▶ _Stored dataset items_
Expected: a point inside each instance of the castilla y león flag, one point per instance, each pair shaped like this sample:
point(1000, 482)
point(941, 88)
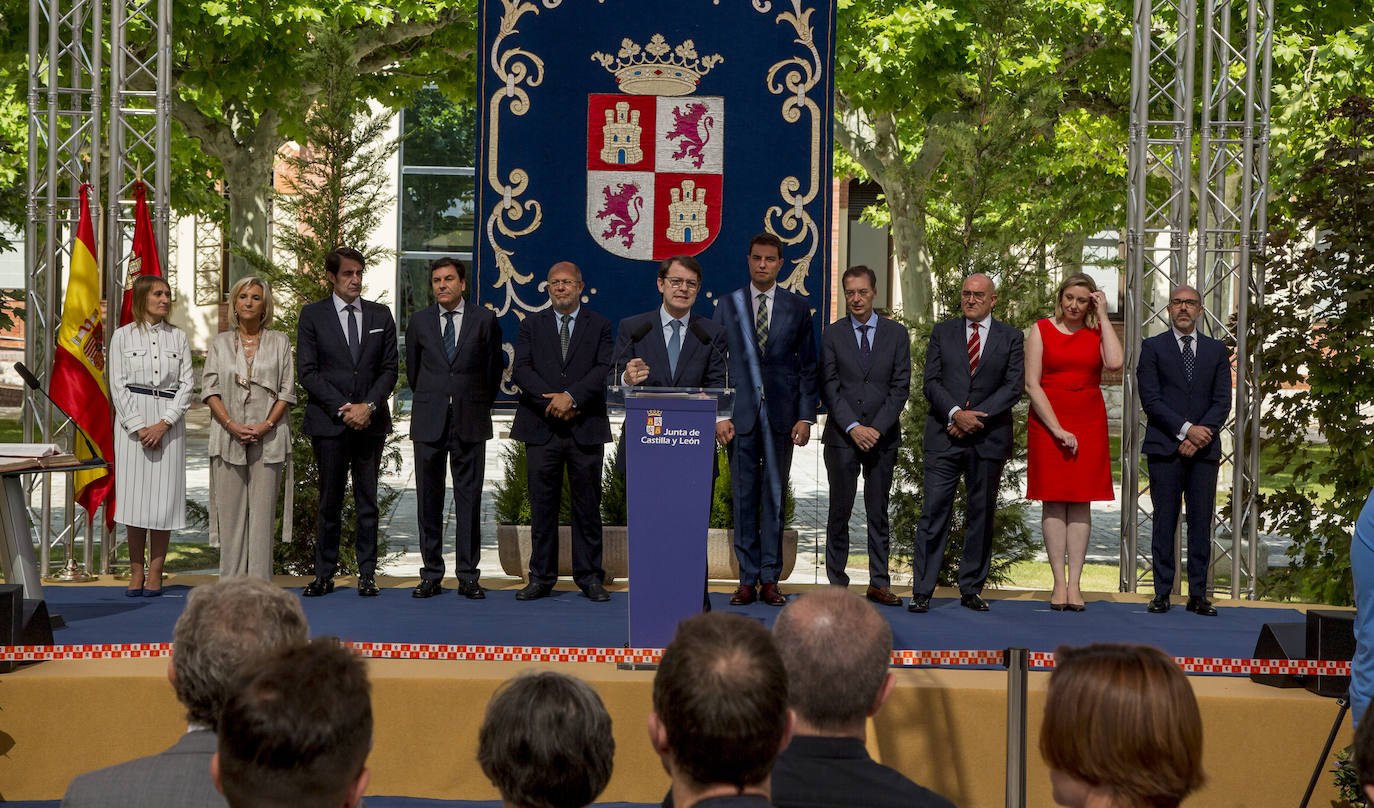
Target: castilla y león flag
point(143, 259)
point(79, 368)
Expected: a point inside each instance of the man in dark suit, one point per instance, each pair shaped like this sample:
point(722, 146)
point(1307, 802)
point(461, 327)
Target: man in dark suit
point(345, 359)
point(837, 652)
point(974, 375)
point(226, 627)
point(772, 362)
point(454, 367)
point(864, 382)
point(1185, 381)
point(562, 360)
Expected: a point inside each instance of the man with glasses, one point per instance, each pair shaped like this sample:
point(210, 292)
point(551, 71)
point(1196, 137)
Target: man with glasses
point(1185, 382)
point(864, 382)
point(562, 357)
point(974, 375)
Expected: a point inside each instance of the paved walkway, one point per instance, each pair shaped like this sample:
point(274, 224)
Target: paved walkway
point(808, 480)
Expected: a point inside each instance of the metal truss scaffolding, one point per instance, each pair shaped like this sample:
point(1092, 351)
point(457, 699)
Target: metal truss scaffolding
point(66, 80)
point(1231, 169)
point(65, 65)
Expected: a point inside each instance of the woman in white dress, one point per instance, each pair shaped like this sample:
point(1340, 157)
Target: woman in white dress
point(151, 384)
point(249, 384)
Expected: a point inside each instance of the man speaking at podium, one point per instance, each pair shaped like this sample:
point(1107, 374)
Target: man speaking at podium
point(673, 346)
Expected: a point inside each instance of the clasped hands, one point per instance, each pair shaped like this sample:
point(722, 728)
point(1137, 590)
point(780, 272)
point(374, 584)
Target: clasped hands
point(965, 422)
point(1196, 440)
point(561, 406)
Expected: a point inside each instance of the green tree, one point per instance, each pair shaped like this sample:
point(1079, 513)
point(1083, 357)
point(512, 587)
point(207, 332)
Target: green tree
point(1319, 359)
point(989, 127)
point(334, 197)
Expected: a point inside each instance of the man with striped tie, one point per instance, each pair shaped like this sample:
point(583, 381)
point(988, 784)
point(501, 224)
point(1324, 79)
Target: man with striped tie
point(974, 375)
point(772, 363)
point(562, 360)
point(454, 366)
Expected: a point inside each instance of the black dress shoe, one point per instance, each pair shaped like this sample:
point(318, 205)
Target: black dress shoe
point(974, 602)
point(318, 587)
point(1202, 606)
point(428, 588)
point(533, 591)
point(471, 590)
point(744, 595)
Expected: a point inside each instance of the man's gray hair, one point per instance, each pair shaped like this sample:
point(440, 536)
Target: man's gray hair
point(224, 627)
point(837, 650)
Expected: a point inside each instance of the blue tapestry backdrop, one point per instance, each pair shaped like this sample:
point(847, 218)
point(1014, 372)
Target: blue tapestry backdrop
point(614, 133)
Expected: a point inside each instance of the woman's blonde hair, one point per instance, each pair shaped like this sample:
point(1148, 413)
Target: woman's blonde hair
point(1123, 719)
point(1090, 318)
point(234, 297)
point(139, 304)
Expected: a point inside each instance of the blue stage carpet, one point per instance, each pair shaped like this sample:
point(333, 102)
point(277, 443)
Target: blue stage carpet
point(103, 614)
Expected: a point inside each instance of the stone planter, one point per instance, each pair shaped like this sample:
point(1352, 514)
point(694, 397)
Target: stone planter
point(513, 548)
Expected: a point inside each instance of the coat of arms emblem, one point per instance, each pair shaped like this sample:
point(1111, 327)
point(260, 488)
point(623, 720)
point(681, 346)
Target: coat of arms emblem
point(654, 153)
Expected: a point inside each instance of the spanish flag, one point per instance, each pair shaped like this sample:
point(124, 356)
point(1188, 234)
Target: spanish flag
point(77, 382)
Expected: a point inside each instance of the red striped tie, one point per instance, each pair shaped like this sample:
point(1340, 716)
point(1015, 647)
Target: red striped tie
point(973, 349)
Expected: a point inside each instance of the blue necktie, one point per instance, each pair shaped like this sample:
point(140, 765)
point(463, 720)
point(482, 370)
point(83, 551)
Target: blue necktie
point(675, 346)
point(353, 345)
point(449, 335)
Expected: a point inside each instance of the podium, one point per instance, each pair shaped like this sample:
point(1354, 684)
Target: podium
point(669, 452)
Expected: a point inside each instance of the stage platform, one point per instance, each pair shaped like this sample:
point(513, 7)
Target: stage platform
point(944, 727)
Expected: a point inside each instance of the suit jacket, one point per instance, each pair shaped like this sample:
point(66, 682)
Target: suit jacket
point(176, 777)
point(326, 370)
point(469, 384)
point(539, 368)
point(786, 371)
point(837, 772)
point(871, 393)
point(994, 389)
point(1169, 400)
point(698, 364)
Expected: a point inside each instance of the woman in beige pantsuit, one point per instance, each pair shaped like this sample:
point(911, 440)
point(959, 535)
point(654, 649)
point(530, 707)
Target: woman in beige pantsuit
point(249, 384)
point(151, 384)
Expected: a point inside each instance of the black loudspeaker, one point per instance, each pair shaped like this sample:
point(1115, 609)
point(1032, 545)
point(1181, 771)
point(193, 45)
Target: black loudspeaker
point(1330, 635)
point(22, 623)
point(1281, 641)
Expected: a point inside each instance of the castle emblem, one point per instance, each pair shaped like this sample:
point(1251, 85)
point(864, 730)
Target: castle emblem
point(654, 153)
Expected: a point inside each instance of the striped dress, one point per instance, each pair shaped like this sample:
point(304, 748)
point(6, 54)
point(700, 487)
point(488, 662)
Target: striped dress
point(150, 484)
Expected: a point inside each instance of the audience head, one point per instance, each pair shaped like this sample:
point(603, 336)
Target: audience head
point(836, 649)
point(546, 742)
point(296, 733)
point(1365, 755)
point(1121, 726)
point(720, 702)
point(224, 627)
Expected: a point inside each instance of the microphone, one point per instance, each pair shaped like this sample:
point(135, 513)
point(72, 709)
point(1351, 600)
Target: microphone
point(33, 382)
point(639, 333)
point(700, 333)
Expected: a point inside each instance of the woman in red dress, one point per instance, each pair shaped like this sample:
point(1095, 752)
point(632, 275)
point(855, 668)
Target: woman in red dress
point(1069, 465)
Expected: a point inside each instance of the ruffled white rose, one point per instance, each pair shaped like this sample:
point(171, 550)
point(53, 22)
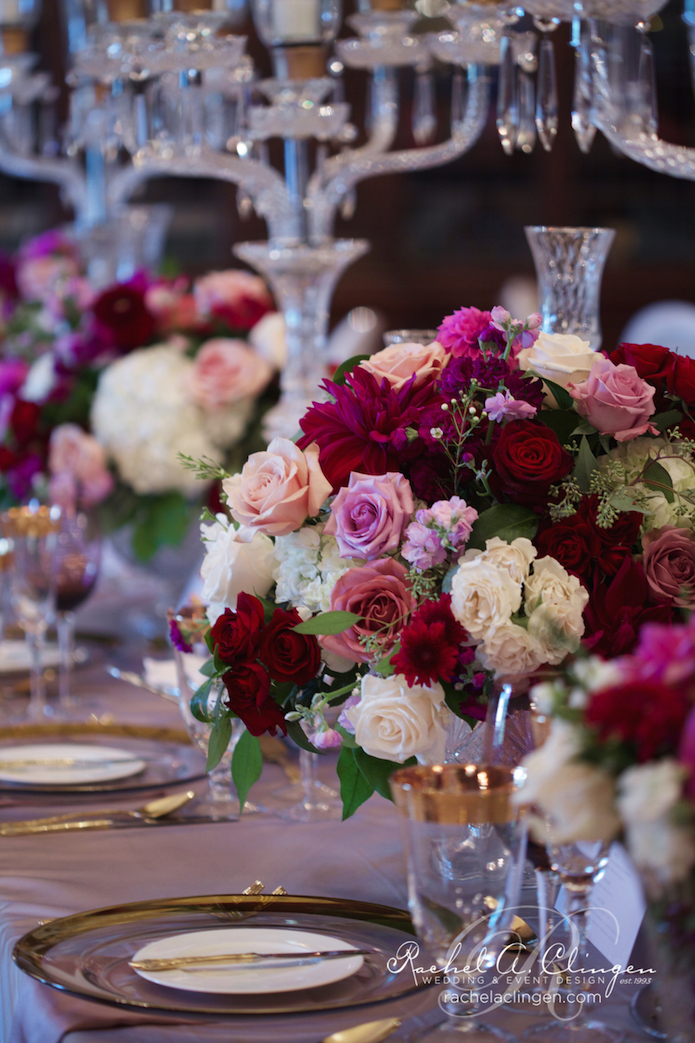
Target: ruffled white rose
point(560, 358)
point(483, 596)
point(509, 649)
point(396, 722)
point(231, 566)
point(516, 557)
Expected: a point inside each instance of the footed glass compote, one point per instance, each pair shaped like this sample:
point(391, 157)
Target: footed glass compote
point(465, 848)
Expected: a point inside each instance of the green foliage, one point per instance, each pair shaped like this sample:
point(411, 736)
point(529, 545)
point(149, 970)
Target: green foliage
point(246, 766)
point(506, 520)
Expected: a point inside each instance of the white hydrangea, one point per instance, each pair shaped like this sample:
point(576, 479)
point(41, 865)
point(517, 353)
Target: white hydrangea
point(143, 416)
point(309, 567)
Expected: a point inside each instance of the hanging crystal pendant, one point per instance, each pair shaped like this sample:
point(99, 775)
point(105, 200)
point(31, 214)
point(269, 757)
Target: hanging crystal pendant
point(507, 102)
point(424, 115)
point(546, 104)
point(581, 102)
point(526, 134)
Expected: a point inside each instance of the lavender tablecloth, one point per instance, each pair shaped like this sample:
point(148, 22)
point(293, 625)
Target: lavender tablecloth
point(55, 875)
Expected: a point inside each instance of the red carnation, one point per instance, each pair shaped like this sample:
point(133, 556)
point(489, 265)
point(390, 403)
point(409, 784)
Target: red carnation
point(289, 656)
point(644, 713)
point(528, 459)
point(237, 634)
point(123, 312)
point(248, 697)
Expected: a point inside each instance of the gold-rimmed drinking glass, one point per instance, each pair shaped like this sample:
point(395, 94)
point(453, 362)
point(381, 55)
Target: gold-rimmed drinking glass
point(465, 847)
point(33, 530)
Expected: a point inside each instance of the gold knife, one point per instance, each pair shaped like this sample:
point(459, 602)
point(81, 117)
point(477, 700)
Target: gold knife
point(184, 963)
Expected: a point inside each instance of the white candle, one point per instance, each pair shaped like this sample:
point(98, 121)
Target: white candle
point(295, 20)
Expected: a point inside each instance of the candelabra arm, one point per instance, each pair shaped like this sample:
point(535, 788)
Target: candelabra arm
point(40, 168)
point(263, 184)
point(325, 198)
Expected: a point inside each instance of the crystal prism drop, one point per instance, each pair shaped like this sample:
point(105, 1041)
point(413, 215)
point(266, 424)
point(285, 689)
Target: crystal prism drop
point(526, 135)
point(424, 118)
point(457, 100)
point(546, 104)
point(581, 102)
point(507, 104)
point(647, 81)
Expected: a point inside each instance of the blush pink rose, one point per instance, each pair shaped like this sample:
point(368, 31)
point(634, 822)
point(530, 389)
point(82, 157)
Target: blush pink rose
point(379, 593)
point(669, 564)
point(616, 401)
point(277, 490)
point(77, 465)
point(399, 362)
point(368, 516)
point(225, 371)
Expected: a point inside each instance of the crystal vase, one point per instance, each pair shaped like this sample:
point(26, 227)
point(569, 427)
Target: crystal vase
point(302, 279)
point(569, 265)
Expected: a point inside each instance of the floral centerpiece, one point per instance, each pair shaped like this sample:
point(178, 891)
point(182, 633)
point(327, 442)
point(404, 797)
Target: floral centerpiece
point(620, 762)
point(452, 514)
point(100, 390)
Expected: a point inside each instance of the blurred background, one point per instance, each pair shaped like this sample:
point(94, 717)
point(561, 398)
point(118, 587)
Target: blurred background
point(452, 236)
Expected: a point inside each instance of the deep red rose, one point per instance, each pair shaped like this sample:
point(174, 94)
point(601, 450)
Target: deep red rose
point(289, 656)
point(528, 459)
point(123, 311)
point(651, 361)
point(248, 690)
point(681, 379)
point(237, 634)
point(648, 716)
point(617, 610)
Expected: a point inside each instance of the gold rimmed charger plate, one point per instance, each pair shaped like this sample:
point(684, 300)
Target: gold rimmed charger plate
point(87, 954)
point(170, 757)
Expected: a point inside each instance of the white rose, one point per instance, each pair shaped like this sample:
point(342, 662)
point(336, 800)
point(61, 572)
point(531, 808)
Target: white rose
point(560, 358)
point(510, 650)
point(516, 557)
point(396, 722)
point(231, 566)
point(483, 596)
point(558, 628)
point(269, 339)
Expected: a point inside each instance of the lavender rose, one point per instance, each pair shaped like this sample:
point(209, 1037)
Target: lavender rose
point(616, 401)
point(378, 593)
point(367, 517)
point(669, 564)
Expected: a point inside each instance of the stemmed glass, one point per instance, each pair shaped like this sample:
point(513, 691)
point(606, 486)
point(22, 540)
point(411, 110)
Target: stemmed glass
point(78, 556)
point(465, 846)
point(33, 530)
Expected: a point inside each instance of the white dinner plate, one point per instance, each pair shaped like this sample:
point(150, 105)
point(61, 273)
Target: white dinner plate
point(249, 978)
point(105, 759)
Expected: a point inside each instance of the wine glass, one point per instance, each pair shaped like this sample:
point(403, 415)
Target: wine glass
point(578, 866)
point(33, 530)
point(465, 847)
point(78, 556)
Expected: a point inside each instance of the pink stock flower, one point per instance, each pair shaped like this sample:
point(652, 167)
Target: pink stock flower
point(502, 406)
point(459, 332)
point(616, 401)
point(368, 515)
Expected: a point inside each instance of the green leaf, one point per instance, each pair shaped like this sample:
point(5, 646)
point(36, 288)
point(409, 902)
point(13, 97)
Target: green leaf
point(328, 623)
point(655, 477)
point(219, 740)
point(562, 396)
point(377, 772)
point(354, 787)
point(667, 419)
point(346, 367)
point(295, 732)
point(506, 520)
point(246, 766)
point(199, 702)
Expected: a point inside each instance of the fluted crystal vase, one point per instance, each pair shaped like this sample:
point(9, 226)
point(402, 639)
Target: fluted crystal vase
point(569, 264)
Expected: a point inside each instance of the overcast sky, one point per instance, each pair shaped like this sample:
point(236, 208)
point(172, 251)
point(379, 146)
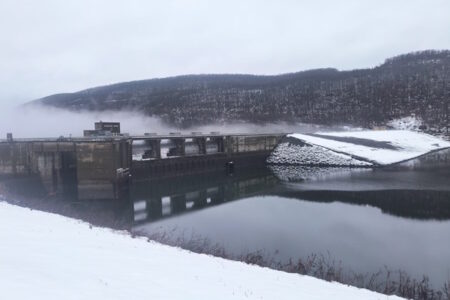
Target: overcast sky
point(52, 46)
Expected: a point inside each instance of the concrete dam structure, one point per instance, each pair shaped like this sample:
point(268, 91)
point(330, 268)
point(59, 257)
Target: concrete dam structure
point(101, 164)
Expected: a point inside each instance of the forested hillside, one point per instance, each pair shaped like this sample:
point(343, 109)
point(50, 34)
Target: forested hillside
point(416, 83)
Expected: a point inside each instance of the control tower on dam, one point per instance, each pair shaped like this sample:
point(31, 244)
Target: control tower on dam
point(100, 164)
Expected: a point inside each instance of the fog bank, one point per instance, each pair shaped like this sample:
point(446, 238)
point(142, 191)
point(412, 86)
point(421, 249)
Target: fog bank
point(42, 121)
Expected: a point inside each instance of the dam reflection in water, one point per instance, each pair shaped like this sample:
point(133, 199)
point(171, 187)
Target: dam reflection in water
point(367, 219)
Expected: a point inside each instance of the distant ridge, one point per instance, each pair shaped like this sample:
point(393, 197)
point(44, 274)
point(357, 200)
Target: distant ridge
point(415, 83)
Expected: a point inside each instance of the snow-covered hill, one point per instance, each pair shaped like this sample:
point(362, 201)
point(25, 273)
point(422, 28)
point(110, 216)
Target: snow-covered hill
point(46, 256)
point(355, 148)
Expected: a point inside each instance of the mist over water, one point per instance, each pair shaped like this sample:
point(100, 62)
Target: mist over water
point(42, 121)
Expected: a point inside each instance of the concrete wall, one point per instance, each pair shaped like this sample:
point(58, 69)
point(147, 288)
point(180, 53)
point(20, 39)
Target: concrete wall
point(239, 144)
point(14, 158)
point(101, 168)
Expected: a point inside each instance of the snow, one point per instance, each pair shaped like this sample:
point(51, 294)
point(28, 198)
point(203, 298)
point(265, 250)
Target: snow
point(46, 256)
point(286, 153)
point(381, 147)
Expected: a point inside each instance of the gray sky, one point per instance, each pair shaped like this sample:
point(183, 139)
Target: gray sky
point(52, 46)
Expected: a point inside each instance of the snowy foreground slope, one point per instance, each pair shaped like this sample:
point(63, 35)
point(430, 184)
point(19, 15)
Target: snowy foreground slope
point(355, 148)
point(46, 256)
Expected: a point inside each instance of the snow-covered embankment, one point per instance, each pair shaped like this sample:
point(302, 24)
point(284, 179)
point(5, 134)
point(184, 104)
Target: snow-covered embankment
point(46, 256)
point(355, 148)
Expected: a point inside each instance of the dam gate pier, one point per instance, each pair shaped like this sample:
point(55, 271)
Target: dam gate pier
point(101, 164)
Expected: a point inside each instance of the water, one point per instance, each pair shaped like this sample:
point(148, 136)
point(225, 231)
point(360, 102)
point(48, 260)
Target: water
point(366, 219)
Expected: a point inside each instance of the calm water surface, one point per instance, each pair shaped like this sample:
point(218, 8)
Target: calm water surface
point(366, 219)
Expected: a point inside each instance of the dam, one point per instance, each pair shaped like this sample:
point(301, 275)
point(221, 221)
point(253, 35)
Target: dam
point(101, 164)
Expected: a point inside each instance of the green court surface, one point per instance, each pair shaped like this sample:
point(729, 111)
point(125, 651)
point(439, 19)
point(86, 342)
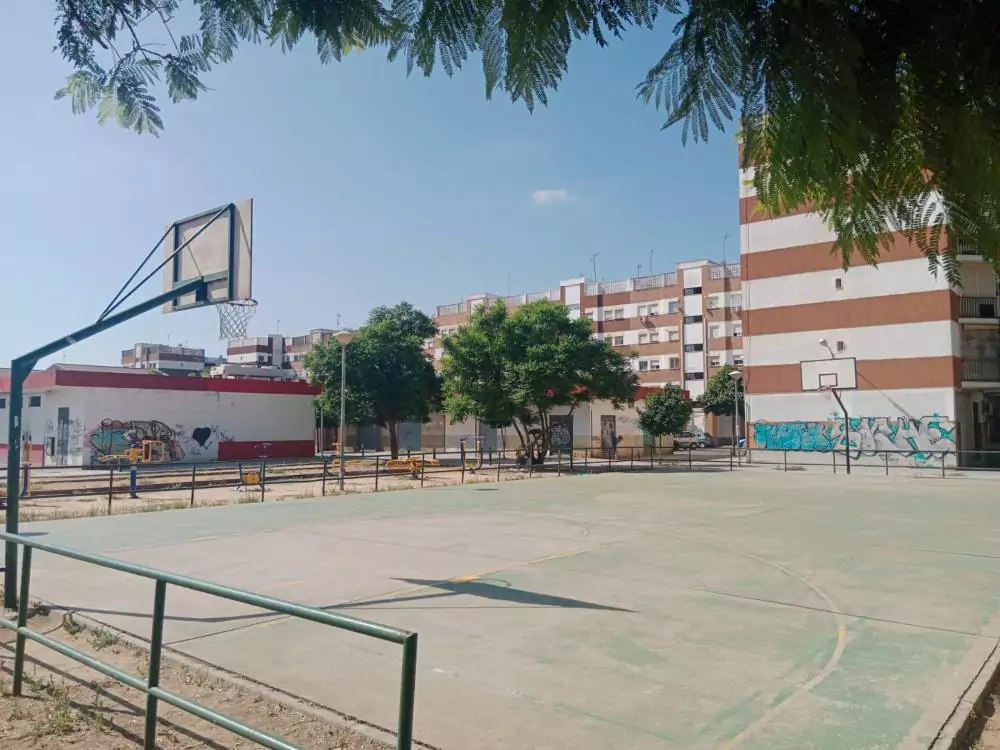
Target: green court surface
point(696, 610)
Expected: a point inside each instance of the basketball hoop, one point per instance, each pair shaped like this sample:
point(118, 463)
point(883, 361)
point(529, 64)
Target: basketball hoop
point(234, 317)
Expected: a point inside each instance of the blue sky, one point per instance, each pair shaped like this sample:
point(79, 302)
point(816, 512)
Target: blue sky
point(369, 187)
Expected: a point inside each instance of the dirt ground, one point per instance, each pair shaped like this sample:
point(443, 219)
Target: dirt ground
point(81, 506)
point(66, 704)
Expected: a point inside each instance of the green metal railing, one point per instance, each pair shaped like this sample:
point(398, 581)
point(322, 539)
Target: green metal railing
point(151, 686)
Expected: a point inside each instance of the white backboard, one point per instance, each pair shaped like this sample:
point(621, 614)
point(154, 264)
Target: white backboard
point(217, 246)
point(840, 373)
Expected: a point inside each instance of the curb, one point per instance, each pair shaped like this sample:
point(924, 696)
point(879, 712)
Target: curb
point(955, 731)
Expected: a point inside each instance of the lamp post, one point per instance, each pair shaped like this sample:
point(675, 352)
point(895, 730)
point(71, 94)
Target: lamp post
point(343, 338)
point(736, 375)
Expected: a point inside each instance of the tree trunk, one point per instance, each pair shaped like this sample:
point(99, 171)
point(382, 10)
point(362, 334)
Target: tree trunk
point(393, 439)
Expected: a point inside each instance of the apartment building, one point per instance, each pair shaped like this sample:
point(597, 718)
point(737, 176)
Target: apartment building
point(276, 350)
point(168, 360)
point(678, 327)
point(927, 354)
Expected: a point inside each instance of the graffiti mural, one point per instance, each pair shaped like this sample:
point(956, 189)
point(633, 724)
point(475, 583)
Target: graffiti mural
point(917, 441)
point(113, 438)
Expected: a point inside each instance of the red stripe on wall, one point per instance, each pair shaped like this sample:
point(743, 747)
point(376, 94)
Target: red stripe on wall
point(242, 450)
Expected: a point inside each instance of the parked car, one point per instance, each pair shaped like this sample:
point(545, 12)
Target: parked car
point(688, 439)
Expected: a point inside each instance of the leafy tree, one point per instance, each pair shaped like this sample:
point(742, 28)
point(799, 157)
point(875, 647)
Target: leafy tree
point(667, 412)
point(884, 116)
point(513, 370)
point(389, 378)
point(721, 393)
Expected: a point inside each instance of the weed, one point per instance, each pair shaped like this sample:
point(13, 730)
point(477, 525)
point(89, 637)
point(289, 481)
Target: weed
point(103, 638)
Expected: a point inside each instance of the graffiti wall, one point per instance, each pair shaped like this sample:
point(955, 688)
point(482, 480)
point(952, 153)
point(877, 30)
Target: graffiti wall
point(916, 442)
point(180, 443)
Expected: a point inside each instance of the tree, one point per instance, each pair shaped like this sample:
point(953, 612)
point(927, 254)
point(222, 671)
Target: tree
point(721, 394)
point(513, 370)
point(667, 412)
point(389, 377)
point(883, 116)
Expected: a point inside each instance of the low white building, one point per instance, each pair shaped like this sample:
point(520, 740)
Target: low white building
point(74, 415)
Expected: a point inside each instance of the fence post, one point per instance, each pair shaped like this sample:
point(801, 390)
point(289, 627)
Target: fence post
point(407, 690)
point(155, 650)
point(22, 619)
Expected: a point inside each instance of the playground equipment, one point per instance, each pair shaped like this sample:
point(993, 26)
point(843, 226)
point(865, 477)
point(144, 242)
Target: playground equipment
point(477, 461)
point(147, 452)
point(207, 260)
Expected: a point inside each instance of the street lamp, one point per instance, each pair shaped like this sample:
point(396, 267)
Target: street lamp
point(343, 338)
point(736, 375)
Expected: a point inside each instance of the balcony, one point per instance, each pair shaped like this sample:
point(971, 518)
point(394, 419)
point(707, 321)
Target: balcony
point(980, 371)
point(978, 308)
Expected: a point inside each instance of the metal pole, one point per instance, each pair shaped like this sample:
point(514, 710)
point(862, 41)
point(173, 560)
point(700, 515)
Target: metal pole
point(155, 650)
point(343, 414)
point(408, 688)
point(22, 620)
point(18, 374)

▶ _AIM_
Set down exactly what runs from the line with "Expected: a point inside each instance of the street" to the last line of the data above, including both of those lines and no others.

▶ _FINAL ANSWER_
Expected: a point inside each instance of the street lamp, one point per instance, each pair shaped like this sample:
point(396, 267)
Target: street lamp
point(343, 338)
point(736, 375)
Expected: a point inside each instance of the balcony, one point per instance, each pair shaped like this sample:
point(971, 518)
point(394, 419)
point(707, 321)
Target: balcony
point(980, 371)
point(978, 308)
Expected: a point inside each instance of the metal pole, one point per instance, each pair shaped like this sample:
point(514, 710)
point(862, 41)
point(173, 560)
point(700, 515)
Target: metal pole
point(155, 650)
point(343, 414)
point(408, 688)
point(22, 620)
point(18, 374)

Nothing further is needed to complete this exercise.